**TASKS TO COMPLETE:**
1. Summarize the passage on migrant workers at Qatar's World Cup sites in two sentences.
2. Pick up the passage on migrant workers at Qatar's World Cup sites after its last sentence and carry it forward.

Deepak (not his real name), a metal worker from Nepal employed on a site that will host one of the semi-finals of the World Cup in 2022, said to me: “My life here is like a prison. The work is difficult, we work for many hours in the hot sun. When I first complained about my situation, soon after arriving in Qatar, the manager said ‘if you [want to] complain you can but there will be consequences. If you want to stay in Qatar be quiet and keep working.”

Since my investigation of 2015, and perhaps because of it, there appear to have been improvements in the treatment of migrant workers on Qatar 2022 construction sites, particularly in relation to monitoring the regular payment of wages, living and site working conditions, and reimbursement for the payment of illegal recruitment fees, to name a few. The Supreme Committee for Delivery and Legacy, the state-funded body responsible for delivering World Cup sites, has a set of worker welfare standards that provide a higher level of protection to workers than exist under Qatar’s existing national laws. It has agreed to independent site inspections by the Building and Woodworkers International, and has engaged an expert human rights consultancy to carry out its external monitoring.

The Qatar government has also agreed to a package of labour reforms with the International Labour Organisation that would, if implemented, lead to the abolition of the kafala sponsorship labour system that binds migrant workers to a specific individual or organisation and creates an enabling environment for modern slavery and other exploitation. This is a welcome and potentially bold development, especially given the sobering human rights situation in the wider Arab Gulf and the Middle East.

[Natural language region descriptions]
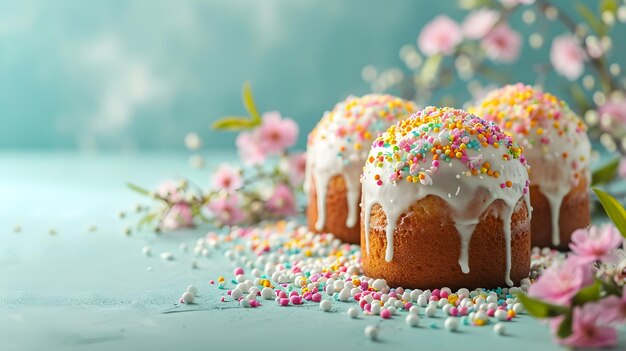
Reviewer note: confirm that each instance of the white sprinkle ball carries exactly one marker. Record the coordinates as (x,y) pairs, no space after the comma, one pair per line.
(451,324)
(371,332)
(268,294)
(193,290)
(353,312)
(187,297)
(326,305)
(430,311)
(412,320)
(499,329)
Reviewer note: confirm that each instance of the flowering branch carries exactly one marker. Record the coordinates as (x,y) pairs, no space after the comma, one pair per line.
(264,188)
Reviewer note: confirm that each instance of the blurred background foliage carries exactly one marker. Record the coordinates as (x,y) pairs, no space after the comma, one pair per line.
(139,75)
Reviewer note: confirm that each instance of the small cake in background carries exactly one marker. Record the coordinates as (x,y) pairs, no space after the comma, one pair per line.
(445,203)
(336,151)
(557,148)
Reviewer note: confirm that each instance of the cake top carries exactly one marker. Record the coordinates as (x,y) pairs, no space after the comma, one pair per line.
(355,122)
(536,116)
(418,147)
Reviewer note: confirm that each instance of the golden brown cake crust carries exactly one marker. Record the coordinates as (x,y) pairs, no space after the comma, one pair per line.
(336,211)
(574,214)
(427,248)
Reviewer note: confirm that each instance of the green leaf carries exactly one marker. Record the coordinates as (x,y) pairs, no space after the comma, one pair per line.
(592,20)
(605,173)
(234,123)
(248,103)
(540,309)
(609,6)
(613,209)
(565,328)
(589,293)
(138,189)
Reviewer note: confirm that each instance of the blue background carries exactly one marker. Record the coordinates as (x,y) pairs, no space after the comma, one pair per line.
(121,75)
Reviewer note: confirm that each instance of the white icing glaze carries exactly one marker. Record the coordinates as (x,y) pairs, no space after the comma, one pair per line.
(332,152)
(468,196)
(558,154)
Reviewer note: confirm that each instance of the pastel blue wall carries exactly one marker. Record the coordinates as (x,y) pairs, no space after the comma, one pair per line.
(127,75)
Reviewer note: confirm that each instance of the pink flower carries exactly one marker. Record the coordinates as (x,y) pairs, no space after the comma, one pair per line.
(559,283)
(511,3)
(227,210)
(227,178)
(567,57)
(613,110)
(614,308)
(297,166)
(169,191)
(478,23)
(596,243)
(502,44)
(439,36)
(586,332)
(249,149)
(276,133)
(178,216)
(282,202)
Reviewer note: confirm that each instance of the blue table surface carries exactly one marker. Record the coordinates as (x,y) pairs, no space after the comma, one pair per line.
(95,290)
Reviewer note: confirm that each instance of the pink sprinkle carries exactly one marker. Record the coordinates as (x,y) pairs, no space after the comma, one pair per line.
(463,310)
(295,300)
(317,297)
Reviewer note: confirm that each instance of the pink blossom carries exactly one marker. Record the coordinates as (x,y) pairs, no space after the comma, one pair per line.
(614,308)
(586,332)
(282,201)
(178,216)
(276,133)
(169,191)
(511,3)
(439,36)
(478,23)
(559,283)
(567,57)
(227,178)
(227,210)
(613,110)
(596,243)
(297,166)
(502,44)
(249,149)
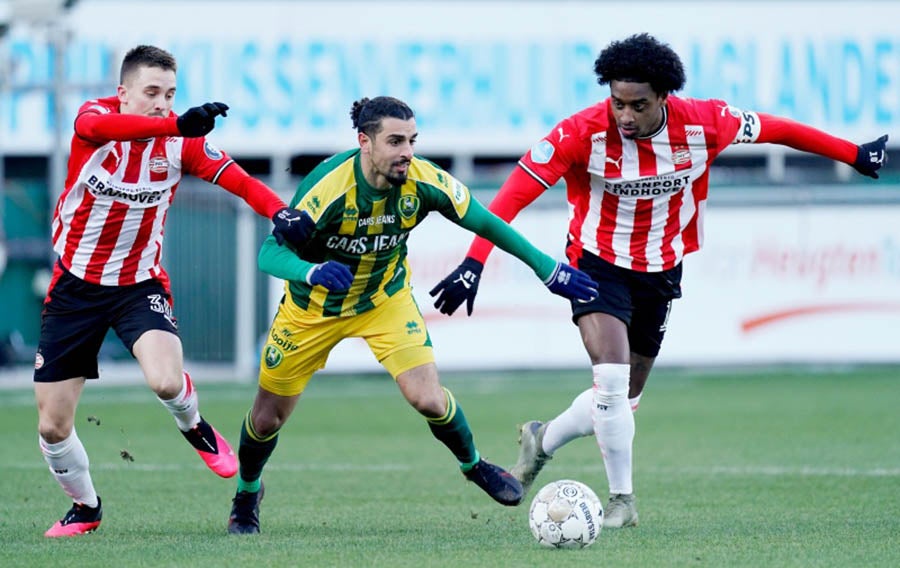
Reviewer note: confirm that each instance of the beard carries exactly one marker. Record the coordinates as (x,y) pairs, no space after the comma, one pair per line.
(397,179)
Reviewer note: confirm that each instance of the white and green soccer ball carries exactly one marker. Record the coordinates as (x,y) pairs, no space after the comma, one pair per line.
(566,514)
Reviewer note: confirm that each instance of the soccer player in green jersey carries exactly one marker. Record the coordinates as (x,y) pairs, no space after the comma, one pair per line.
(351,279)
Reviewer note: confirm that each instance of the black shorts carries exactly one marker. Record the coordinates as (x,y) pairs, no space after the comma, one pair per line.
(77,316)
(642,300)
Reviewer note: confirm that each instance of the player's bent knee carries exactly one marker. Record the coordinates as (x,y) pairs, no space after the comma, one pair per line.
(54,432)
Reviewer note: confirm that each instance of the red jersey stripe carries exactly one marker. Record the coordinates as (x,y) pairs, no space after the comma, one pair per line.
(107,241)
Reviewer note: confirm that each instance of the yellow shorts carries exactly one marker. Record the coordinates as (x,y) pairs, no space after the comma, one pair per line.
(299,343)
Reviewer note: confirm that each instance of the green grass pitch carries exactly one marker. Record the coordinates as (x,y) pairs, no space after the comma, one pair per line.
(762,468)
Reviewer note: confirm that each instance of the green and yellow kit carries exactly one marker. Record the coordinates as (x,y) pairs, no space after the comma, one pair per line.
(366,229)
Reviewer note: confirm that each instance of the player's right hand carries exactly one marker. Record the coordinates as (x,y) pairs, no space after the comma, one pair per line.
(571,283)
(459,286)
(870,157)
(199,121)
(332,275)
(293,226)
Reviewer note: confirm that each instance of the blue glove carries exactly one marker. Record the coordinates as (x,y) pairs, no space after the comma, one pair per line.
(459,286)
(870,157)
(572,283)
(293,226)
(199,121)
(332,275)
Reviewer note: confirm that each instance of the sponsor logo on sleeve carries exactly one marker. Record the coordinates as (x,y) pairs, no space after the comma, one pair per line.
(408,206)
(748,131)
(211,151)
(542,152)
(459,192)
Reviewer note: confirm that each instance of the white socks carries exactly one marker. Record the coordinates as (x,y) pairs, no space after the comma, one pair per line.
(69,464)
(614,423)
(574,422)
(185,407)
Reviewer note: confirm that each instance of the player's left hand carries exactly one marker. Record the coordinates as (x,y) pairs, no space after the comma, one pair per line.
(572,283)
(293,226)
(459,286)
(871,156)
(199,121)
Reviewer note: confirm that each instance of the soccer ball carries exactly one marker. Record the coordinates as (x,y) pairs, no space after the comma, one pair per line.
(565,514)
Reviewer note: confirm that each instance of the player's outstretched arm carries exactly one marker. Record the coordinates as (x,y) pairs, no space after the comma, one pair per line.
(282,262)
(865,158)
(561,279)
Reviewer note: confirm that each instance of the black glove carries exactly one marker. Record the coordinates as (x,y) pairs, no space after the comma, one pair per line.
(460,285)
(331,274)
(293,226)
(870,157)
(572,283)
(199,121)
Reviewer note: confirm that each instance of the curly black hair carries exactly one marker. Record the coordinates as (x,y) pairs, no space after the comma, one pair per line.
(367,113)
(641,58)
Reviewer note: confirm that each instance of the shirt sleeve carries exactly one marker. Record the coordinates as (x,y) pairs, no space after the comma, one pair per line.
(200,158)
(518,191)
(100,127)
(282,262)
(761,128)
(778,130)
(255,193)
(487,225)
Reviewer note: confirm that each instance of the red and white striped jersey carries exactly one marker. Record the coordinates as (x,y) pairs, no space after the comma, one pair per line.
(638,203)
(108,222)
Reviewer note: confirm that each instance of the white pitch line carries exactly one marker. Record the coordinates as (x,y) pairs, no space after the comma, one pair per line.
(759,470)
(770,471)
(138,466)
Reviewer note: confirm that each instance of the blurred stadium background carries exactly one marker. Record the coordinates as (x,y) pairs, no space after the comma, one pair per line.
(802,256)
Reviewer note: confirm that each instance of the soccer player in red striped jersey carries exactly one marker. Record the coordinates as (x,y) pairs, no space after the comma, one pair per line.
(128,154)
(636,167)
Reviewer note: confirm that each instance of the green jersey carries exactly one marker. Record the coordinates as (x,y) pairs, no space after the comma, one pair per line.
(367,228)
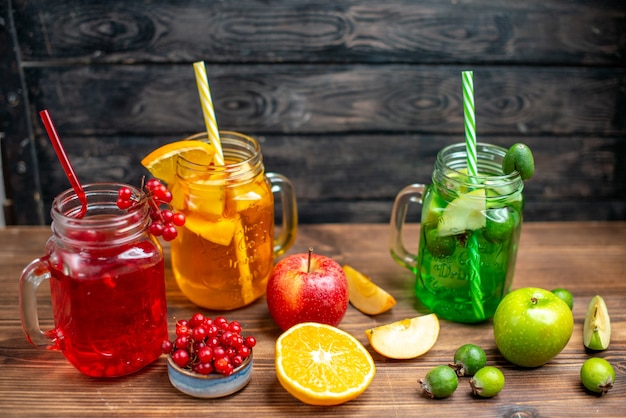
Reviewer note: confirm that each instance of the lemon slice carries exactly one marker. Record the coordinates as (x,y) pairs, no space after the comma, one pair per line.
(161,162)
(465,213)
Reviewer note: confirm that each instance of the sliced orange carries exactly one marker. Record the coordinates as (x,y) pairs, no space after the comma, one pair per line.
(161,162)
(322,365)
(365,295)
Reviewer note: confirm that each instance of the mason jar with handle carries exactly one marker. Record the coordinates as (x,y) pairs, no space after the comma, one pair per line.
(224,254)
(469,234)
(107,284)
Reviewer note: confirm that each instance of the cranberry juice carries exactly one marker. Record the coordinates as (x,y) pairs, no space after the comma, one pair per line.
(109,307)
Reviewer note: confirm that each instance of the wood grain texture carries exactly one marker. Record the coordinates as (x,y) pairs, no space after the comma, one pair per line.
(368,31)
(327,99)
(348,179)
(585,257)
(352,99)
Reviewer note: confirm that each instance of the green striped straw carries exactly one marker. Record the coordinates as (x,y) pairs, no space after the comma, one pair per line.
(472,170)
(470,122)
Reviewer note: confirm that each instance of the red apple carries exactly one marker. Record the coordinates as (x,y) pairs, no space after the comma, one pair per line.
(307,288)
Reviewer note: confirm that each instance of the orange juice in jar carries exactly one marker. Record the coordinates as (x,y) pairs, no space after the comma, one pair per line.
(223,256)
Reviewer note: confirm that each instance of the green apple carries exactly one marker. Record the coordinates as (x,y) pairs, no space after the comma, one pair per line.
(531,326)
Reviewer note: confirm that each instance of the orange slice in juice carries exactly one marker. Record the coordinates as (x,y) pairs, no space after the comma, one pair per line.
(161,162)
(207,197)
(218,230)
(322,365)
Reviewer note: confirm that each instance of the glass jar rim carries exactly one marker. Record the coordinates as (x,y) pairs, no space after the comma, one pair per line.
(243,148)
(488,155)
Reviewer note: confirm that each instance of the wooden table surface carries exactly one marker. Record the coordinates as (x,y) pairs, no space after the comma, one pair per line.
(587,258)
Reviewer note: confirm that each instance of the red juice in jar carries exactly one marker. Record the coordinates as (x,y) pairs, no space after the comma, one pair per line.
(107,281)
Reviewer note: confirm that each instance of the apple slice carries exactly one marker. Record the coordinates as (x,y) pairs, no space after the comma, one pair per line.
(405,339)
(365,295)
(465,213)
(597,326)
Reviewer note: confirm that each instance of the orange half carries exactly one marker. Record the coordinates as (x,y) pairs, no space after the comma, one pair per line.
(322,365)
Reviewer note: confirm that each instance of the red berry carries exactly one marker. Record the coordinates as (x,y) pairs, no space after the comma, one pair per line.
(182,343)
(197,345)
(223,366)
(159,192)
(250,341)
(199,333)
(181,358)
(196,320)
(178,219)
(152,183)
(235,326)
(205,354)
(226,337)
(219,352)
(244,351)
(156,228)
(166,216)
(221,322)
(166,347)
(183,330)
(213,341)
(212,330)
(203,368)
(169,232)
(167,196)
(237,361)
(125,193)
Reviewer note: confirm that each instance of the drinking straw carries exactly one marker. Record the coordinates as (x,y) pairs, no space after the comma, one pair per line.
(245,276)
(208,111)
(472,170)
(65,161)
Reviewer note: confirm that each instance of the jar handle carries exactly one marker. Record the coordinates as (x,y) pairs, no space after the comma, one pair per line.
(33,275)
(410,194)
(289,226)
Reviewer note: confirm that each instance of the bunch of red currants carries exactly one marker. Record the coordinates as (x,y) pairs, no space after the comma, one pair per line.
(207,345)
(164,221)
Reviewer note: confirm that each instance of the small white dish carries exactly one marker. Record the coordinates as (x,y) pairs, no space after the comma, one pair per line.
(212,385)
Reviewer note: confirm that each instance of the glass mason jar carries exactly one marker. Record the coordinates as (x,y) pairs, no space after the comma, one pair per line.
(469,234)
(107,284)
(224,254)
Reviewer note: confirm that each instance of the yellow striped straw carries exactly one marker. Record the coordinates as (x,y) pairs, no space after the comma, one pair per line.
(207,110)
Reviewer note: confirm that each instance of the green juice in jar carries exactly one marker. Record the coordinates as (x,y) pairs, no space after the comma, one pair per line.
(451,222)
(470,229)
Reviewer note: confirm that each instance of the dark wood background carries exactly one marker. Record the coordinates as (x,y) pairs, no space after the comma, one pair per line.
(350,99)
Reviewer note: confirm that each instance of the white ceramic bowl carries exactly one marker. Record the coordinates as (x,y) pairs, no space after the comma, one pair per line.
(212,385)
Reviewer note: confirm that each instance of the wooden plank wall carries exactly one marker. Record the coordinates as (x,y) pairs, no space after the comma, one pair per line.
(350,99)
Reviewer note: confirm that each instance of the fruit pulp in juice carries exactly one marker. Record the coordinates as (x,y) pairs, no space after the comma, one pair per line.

**EXPECTED RESULTS:**
1. A Nepalese metal worker on a Qatar 2022 World Cup site described life there as like a prison, with long hours in the hot sun and a manager's warning that complaining would bring consequences. Since 2015, treatment of migrant workers on these sites appears to have improved, with the Supreme Committee adopting welfare standards above national law and allowing independent inspections, and the Qatar government has agreed to reforms with the International Labour Organisation that could abolish the kafala sponsorship system.

2.
But concerns exist. The Supreme Committee welfare standards cover only a tiny fraction, at most twenty or thirty thousand workers out of a total migrant worker population of two million. In fact, it does not currently include migrant workers outside the construction sites where tournament stadiums are being built or refurbished. It does not include any of the many thousands of workers building the railway system that will ferry football fans to venues, or the workers at the hotels where they will stay. It does not even cover the workers, such as the nearly one hundred I interviewed in 2015, who are responsible for growing the grass for tournament football pitches.

Qatar, like Russia, remains a tightly controlled society. There is limited space for independent civil society, and both workers and human rights defenders continue to live in fear of reprisals merely for lodging complaints about labour conditions. Under the agreement reached with the International Labour Organisation, workers are able to directly lodge complaints with the UN body which will assist the authorities to provide remedies. This is a very welcome development.

Qatar cannot effectively reform without the support and insights of civil society and a genuine will, on the part of stakeholders in Qatar, to confront the daunting task of respecting the rights of migrant workers in the country now and beyond 2022. We must be patient, but also uncompromising when it comes to ensuring respect for human rights. Only by acknowledging what is wrong, and what works, can we seek to respect human rights in the Qatar World Cup.

In view of the impact and opportunities posed by Mega Sporting Events, the Institute for Human Rights and Business facilitated the development of the Sporting Chance Principles on Human Rights in Mega-Sporting Events. The principles are the product of a multi-stakeholder coalition of international and intergovernmental organisations, governments, sports governing bodies, athletes, unions, sponsors, broadcasters, and civil society groups. Through dialogue and joint action our mission is to ensure all actors involved in staging an event fully embrace and operationalise their respective human rights duties and responsibilities.

I urge all of you who are concerned about the impact of mega sporting events on human rights to join this important initiative.